WRITTEN INSTRUCTION: Rewrite the items below as a numbered list without blank lines, starting with the line that contains "Please identify the blue" and going on through the end of the items.

DATA FOR THIS TASK:
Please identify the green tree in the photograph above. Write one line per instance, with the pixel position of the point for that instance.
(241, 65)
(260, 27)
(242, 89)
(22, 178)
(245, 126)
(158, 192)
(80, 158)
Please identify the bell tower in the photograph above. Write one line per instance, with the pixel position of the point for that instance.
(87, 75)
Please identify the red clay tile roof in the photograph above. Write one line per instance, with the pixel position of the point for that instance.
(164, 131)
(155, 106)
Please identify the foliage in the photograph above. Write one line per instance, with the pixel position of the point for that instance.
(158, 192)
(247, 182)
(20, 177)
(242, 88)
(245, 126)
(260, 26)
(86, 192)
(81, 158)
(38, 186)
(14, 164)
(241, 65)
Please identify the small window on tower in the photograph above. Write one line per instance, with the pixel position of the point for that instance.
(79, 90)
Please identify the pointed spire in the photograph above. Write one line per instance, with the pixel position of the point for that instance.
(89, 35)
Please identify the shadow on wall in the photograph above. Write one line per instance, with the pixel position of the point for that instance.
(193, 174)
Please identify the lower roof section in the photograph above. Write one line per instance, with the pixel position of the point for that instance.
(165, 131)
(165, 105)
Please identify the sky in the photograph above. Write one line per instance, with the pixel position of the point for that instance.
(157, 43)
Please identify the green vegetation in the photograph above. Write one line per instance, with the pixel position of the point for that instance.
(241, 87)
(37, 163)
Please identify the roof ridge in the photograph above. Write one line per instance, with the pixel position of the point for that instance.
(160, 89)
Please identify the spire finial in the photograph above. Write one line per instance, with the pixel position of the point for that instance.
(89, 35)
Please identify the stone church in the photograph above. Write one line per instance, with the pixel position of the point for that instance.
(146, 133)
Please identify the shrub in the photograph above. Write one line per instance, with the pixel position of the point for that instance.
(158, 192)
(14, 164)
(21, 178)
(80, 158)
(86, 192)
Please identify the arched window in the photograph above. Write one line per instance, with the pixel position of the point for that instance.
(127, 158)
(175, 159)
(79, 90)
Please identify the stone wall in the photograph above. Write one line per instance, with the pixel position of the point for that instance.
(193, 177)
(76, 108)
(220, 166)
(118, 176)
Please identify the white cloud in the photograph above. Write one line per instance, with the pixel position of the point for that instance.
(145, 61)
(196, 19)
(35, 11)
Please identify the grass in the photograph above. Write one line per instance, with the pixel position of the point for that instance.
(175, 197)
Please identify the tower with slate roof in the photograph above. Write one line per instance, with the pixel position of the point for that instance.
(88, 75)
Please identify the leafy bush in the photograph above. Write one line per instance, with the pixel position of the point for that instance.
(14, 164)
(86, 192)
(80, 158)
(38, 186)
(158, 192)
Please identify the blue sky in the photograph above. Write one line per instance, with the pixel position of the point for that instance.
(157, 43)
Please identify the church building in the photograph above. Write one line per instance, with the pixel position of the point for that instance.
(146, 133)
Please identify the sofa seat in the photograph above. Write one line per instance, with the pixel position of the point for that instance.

COMPLETE ANSWER:
1. Please identify the blue sky in the photograph above. Write one line per instance, with the pixel position of the point for that instance.
2. (157, 43)
3. Please identify the church building in the photograph above. Write one line per instance, with the pixel position of the point for that instance.
4. (146, 133)
5. Please identify the sofa seat in the photograph above. Write one line per instance, with the pixel position of the point for that instance.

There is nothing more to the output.